▶ **Task objective**: Count how many lines in the rows below contain the string "stone", with uppercase and lowercase treated as different. Reply with the number alone.

(Recorded data)
↓

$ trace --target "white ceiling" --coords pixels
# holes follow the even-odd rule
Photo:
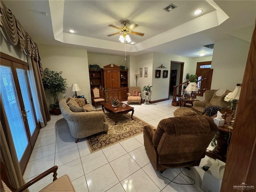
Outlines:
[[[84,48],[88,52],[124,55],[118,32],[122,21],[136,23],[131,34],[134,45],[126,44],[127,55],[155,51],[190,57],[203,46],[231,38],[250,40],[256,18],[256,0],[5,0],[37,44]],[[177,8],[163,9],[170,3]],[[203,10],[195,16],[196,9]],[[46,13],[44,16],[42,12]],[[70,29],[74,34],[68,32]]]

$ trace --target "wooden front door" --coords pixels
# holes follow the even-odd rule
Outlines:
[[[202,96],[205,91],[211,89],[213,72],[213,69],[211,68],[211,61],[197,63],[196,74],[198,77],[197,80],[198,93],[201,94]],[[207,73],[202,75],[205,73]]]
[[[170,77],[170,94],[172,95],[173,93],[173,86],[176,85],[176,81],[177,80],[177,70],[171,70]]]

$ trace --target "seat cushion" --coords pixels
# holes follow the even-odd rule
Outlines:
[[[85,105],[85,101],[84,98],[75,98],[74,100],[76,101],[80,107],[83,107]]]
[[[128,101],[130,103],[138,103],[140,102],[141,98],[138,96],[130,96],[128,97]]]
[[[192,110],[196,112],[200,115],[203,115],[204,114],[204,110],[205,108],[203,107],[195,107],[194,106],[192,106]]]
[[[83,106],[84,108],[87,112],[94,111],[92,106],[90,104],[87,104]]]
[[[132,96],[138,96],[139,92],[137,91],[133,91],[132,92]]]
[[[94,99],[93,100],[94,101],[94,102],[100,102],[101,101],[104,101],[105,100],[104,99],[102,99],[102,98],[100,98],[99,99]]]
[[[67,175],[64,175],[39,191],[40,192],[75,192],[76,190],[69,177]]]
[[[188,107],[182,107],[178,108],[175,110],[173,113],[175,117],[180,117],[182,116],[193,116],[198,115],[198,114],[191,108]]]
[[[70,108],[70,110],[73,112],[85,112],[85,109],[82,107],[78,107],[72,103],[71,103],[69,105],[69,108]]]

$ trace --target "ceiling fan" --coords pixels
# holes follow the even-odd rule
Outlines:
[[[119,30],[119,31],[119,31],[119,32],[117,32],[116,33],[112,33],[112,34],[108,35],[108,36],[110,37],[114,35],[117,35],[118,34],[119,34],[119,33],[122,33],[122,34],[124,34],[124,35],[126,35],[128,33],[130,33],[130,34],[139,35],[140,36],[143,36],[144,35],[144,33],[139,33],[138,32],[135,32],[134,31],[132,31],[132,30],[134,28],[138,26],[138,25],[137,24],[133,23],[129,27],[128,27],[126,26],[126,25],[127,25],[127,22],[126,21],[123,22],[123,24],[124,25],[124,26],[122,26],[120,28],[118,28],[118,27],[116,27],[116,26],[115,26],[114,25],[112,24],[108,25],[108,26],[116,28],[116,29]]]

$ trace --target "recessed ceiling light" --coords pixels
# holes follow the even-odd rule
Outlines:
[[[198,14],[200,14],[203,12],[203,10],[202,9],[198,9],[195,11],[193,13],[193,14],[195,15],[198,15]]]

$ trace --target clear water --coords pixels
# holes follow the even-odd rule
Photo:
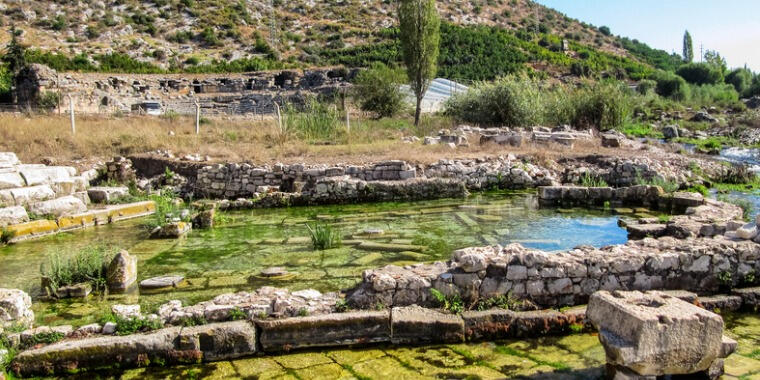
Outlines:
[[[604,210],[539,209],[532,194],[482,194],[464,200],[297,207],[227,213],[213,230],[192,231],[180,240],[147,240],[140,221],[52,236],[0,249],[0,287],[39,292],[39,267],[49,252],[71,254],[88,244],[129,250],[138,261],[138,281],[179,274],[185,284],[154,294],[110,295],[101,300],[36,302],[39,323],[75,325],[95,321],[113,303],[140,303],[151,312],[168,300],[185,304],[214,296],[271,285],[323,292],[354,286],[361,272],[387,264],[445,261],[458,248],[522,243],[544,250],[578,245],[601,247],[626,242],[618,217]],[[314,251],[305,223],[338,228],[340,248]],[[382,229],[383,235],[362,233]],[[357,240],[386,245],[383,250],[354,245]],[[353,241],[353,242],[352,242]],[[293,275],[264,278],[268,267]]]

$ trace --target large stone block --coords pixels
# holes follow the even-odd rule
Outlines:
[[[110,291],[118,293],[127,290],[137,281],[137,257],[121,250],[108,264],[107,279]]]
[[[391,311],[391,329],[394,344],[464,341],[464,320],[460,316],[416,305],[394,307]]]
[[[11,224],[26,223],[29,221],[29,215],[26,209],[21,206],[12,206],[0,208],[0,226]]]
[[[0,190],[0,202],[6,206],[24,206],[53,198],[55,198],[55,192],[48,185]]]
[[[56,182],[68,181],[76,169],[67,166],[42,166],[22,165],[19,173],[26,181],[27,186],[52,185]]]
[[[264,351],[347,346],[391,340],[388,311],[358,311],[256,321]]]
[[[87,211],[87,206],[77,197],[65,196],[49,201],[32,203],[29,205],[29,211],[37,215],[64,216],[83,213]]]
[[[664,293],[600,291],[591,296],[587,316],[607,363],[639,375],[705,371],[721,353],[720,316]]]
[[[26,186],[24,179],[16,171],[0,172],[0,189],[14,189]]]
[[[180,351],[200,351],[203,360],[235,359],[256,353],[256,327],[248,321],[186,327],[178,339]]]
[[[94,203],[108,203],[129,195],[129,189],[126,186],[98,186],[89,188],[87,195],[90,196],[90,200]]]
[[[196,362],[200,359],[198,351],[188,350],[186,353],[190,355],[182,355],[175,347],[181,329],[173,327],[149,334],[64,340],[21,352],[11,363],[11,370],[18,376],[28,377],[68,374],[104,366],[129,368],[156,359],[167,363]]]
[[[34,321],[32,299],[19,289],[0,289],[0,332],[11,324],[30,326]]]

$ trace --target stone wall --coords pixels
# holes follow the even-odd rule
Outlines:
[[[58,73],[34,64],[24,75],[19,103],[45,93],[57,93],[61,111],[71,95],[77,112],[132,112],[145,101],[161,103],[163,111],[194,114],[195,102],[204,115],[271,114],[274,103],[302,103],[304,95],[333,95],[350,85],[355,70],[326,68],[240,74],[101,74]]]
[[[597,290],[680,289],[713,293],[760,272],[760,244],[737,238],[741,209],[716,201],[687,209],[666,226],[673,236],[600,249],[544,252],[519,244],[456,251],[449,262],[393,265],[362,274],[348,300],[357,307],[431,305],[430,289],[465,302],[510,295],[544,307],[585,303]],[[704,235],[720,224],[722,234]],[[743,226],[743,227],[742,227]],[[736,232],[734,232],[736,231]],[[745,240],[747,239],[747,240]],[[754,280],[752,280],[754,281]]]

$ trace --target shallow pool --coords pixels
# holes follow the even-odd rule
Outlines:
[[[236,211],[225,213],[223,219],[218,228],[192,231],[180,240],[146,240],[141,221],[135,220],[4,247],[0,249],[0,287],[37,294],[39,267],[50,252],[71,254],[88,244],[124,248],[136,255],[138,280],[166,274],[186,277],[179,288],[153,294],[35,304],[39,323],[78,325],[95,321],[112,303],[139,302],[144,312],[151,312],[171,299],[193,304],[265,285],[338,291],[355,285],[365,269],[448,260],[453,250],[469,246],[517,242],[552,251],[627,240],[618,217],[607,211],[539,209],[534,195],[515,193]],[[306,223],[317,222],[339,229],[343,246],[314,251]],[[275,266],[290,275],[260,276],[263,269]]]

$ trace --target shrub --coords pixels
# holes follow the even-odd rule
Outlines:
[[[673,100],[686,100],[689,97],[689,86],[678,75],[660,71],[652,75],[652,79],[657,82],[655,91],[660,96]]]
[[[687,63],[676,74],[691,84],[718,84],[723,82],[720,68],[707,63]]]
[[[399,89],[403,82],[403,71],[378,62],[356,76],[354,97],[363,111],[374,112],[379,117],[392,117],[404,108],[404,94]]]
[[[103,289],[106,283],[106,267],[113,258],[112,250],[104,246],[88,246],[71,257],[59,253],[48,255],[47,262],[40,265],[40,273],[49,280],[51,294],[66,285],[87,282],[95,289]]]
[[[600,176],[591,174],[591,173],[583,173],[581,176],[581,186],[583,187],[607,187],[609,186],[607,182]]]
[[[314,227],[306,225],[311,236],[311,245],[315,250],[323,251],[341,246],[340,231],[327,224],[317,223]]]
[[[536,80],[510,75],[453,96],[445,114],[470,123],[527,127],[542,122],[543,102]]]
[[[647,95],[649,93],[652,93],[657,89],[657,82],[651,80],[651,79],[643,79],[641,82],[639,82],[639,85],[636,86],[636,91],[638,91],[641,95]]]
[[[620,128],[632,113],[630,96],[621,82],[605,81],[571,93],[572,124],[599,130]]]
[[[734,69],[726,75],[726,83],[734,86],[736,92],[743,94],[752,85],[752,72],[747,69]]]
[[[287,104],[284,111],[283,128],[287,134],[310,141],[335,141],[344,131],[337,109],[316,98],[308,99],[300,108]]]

↑

▶ **Final result**: 2